### Fragmento de página

* * * * *

El Papa Urbano II estaba ganando el pulso al Emperador Enrique IV de Alemania. Seguía contando con el apoyo de su hijo Conrado, que en 1095 contrajo matrimonio con Constanza, hija del conde Roger I de Sicilia. Urbano II convocó un concilio en Piacenza en el que, además de tratar asuntos relacionados con la reforma y con la oposición del Emperador, se excomulgó al rey Felipe I de Francia por adulterio, por simonía (pues había comprado obispos para que anularan su matrimonio y el de Bertrade de Montfort) y por usurpar los bienes de la Iglesia.
Pero la intervención estrella del concilio fue la de un embajador enviado nada menos que por Alejo I. El Emperador Bizantino estaba contemplando cómo el Imperio Selúcida se fragmentaba mientras sus gobernantes se destruían los unos a los otros. (Ese mismo año Barkyaruq derrotó a su tío Tutus y luego marchó al este a enfrentarse a su hermano Muhammad sin lograr el dominio de Siria.) Era la situación idónea para recuperar Asia Menor, pero no podía hacer nada porque no tenía suficientes soldados. Su ejército no tenía más de 50.000 hombres, la mayoría mercenarios, que no podían ser enviados al este sin dejar indefensas las otras fronteras del Imperio. La situación era frustrante, pero Alejo I encontró la solución: igual que había empleado a los cumanos contra los pechenegos o a mercenarios turcos contra los normandos, ahora emplearía normandos contra los turcos. Su embajador recordó a los obispos que los turcos habían conquistado la Tierra Santa, y que Alejo I no estaba en condiciones de liberarla. Pidió que fuesen voluntarios a Constantinopla para unirse a la lucha contra los turcos. Además insinuó que si Urbano II colaboraba, tal vez podría resolverse el cisma de Oriente y el Papa podría ser reconocido como superior al Patriarca de Constantinopla.

* * * * *

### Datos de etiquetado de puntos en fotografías

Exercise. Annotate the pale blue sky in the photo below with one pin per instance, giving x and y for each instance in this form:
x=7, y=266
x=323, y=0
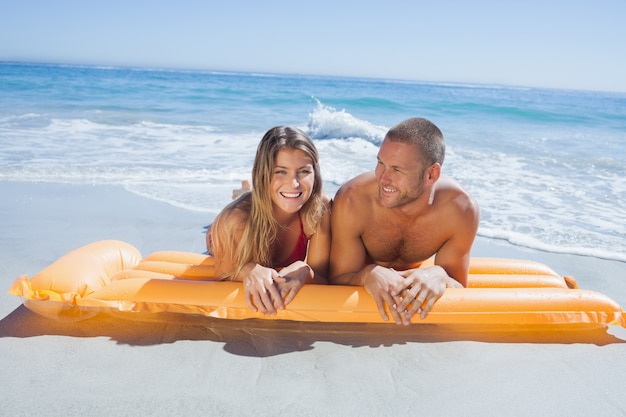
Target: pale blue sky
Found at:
x=562, y=44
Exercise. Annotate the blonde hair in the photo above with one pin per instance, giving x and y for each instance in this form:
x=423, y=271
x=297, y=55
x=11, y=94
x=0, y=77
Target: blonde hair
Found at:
x=260, y=228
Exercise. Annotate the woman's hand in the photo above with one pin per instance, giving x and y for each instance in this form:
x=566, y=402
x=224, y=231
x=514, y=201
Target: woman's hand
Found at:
x=292, y=278
x=260, y=289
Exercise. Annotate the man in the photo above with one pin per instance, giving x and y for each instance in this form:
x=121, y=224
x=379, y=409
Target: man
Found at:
x=385, y=223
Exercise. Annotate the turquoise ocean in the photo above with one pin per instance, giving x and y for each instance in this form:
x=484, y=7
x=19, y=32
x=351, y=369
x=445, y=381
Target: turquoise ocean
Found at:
x=548, y=167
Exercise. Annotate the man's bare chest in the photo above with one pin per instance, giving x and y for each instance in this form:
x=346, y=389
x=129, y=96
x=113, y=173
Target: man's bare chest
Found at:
x=400, y=243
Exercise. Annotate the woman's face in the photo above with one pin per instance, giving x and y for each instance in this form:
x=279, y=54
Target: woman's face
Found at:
x=293, y=179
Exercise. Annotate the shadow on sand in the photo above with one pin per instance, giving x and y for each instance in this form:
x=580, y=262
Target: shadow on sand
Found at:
x=264, y=338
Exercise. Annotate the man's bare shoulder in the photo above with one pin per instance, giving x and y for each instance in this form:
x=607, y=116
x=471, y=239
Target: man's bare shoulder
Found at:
x=453, y=196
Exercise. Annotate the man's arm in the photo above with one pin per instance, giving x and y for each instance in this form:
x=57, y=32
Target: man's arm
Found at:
x=424, y=286
x=454, y=255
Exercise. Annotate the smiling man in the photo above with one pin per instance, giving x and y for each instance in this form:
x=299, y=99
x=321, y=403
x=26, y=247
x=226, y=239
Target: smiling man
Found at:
x=385, y=223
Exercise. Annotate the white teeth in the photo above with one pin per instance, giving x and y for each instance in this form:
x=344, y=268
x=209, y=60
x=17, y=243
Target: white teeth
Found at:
x=291, y=195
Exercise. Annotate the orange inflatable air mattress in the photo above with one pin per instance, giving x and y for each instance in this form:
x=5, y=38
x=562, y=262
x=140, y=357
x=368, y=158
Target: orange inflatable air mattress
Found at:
x=112, y=276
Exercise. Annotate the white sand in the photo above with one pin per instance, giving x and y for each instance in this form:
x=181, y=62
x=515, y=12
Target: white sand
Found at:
x=196, y=366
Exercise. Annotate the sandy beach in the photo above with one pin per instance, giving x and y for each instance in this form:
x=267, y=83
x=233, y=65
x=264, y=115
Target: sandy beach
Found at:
x=172, y=365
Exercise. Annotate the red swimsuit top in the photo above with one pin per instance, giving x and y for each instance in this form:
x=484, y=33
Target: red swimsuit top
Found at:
x=299, y=252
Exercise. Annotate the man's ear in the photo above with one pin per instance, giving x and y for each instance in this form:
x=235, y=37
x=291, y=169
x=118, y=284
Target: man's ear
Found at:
x=433, y=173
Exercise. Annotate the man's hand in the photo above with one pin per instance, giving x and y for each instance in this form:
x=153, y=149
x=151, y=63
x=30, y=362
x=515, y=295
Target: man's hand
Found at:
x=380, y=283
x=419, y=290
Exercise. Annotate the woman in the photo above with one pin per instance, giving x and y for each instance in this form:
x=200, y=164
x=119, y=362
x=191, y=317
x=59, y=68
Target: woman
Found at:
x=276, y=237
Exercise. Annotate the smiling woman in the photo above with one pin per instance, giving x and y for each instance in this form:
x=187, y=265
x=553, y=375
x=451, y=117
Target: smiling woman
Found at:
x=276, y=237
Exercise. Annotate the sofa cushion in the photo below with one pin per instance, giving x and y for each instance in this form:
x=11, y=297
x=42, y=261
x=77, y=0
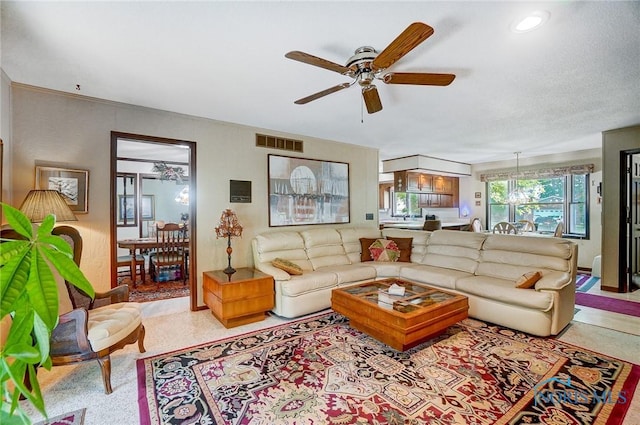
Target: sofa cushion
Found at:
x=365, y=254
x=528, y=280
x=437, y=276
x=418, y=245
x=288, y=266
x=308, y=282
x=404, y=244
x=109, y=324
x=454, y=250
x=503, y=291
x=324, y=248
x=386, y=269
x=351, y=273
x=351, y=240
x=510, y=256
x=384, y=250
x=288, y=245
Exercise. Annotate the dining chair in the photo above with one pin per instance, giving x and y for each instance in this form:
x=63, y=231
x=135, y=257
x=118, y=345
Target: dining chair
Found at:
x=91, y=328
x=125, y=261
x=505, y=228
x=527, y=226
x=170, y=253
x=476, y=225
x=559, y=230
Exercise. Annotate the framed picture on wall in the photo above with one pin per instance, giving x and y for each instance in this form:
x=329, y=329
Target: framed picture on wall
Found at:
x=71, y=183
x=307, y=191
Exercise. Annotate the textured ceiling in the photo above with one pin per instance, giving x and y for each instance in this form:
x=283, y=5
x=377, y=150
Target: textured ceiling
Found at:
x=547, y=91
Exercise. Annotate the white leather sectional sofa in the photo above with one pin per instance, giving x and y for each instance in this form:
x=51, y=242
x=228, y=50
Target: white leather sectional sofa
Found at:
x=483, y=267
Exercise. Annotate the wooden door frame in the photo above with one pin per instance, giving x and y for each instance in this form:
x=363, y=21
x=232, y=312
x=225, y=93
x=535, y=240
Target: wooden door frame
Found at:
x=115, y=136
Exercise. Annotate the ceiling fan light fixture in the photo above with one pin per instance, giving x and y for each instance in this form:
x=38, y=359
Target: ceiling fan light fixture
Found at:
x=530, y=22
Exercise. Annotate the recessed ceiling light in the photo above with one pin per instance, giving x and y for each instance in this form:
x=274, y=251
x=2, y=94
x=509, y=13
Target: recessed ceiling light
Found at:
x=530, y=22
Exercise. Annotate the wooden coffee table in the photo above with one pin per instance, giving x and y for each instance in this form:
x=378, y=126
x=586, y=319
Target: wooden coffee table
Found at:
x=401, y=322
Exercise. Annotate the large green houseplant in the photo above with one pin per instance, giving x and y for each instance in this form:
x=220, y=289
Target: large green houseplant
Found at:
x=30, y=297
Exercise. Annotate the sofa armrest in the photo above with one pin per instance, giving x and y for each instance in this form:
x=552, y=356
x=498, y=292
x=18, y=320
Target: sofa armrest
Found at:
x=278, y=274
x=554, y=281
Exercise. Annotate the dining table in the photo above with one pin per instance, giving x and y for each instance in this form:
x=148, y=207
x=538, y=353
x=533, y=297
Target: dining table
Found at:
x=142, y=245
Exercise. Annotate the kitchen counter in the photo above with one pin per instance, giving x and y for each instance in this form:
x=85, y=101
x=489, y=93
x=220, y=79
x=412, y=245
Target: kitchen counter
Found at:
x=452, y=224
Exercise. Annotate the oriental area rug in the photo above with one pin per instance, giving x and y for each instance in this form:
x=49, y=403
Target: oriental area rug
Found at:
x=321, y=371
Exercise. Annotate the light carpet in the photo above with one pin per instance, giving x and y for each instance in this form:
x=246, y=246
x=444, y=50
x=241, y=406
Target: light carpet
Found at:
x=72, y=418
x=321, y=371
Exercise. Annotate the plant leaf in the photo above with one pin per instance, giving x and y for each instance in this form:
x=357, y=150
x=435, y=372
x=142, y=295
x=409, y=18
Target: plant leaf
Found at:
x=9, y=250
x=43, y=290
x=68, y=269
x=13, y=281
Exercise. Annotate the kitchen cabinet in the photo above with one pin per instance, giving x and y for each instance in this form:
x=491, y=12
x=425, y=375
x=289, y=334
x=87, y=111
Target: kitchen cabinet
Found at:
x=434, y=191
x=405, y=181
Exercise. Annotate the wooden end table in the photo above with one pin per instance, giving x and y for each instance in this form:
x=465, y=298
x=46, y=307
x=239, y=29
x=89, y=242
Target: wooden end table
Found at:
x=237, y=299
x=401, y=322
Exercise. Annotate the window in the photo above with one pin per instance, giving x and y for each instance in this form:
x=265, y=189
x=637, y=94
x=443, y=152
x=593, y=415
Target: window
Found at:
x=549, y=201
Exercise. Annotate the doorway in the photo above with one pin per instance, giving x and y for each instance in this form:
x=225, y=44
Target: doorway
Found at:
x=153, y=180
x=630, y=220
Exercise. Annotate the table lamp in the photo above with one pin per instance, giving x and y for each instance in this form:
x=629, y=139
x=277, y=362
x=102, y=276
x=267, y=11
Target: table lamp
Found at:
x=229, y=227
x=40, y=203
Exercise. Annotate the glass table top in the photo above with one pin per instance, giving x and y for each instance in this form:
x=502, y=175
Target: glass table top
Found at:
x=415, y=296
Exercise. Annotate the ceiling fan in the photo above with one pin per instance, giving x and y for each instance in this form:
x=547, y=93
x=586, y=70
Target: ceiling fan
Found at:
x=367, y=65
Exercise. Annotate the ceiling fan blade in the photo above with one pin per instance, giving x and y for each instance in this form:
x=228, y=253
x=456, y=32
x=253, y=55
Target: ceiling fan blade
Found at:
x=415, y=34
x=316, y=61
x=322, y=93
x=417, y=78
x=371, y=99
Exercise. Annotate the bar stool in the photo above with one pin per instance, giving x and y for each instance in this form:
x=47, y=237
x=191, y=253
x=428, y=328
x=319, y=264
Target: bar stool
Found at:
x=125, y=261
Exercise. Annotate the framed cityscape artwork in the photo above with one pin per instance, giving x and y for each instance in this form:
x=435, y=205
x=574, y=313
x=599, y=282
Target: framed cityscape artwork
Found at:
x=72, y=184
x=307, y=191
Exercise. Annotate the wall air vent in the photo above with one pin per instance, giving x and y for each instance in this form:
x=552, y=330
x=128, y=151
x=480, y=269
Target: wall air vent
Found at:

* * * * *

### Ejercicios propuestos
1. Según el texto sobre el concilio de Piacenza, ¿cuántos hombres tenía como máximo el ejército de Alejo I?
2. Continúa el texto sobre el concilio de Piacenza a partir de su última oración.
Los registros no guardan ninguna relación con el texto sobre el concilio de Piacenza.

### Soluciones del ejercicio
1. No más de 50.000 hombres, la mayoría mercenarios.

2.
Urbano II estaba encantado. Hacía ya tiempo que a occidente iban llegando malas noticias sobre Tierra Santa. Casi un siglo antes, el Califa Fatimí al-Halim había demolido la Iglesia del Santo Sepulcro. No obstante, los fatimíes dejaban que los occidentales peregrinaran tranquilamente a Tierra Santa, mientras que los selyúcidas eran más fundamentalistas y cada vez ponían más trabas a los peregrinos. Éstos volvían narrando cuentos exagerados sobre las crueldades de los turcos, que ensalzaban su heroísmo al tiempo que horrorizaban a su audiencia. Por otra parte, si Urbano II lograba ponerse al frente de una empresa de tal magnitud como conquistar Tierra Santa, la supremacía papal en occidente sería indiscutible, y tal vez incluso en oriente. A la salida del concilio hizo el llamamiento que pedía Alejo I.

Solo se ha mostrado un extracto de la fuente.